[Set task 1] From the dance review, copy word for word the passage that opens with "The whole piece" and ends after "unworldly fashion show.".
[Set task 2] In the dance review, how many dancers were on stage in Tell Your Mom You Love Your Skin?
[Set task 3] Pick up the dance review after its last sentence and keep writing it.

NDT1’s SKIN OF THE MIND at Amare in The Hague

In Paris in the 1930’s, the Surrealists, inspired by their leader André Breton, liked nothing more than going to the cinema. But not just one cinema, nor just one film. They would choose a cinema at random and go in, staying only a few minutes. They would repeat the exercise at the next cinema, and the next and the next, collating a patchwork of seemingly unrelated snippets from which they would piece together a random narrative that had no sense and no dimension in space or time.

Norwegian choreographer Alan Lucien Øyen’s avowed intent was to create such a milieu in his dystopian piece Tell Your Mom You Love Your Skin which was half of the opening show of NDT’s 2021/22 Season, Skin of the Mind.  In this world premiere one always felt there was a story-line, but one could never quite figure it out. Just as you thought you understood it, it moved off somewhere else. It seemed to be all about memory and identity, maybe more than that, maybe less.

Dressed in fifty shades of beige, the seventeen dancers occupied a space that could have been an apartment with lots of windows, an art gallery with lots of pictures or, indeed, anything you wanted it to be.

The whole piece was structured around text written by Mr Øyen and spoken by the dancers. It started with a lone guy whose memory was playing tricks. More monologues ensued, all of which inspired different sequences. The most spectacular of which was the one where three rows of spotlights were lowered to about four meters above the stage and swayed to and fro while the dancers strutted their stuff like some half imagined unworldly fashion show.

[Rows]
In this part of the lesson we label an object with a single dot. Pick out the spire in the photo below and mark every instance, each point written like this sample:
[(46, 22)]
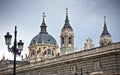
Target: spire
[(105, 31), (67, 25), (43, 25), (66, 20), (3, 56)]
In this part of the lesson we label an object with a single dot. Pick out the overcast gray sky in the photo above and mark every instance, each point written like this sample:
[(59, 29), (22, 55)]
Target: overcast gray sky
[(86, 19)]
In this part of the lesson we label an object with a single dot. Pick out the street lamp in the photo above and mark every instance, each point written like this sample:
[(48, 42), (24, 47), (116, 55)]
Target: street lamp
[(14, 49)]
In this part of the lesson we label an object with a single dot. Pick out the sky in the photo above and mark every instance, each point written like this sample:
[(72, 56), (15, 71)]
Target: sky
[(86, 18)]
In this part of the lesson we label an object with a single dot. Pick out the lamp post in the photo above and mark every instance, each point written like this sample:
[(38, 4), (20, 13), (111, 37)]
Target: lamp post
[(14, 49)]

[Right answer 1]
The whole piece was structured around text written by Mr Øyen and spoken by the dancers. It started with a lone guy whose memory was playing tricks. More monologues ensued, all of which inspired different sequences. The most spectacular of which was the one where three rows of spotlights were lowered to about four meters above the stage and swayed to and fro while the dancers strutted their stuff like some half imagined unworldly fashion show.

[Right answer 2] Seventeen.

[Right answer 3]
Ever present in their anonymous chamber was a booming Big Brother-like voice which intervened like a thunderclap at random moments.

We, rather satisfyingly, never discovered the whys, wheres and whens, but maybe one of the penultimate lines shed some light on the proceeding, although maybe it didn’t. “This whole building’s being demolished,” said one of the guys, to which the response was, “I know”.

Powerful, intriguing stuff. Tell Your Mom You Love Your Skin is almost a play with movement, a dance piece into which the spoken word brings a new, thought provoking dimension.

The first half of the double bill was a reprise of the 2015 Bedroom Folk by Sharon Eyal and Gai Behar. This was a far more formal, structured piece with, for the most part, the fourteen dancers moving in unison to a mainly percussive soundscape by Ori Lichtik which occasionally rattled our seats. The huge bare stage was, with lighting and décor by Thierry Dreyfus’, an ever changing kaleidoscope of colour and light. The powerful use of a single spotlight pointing straight down created some memorable moments. I particularly liked the sequence where the dancers moved in a circle in a pool of light. It put me in mind of a Piranesi engraving. I also liked the use of shadows created by a ground level single light source. Bedroom Folk is a great ensemble piece with all the dancers on stage working together at the same time and it provided a nice counterpoint to the less formally structured Tell Your Mom You Love Your Skin.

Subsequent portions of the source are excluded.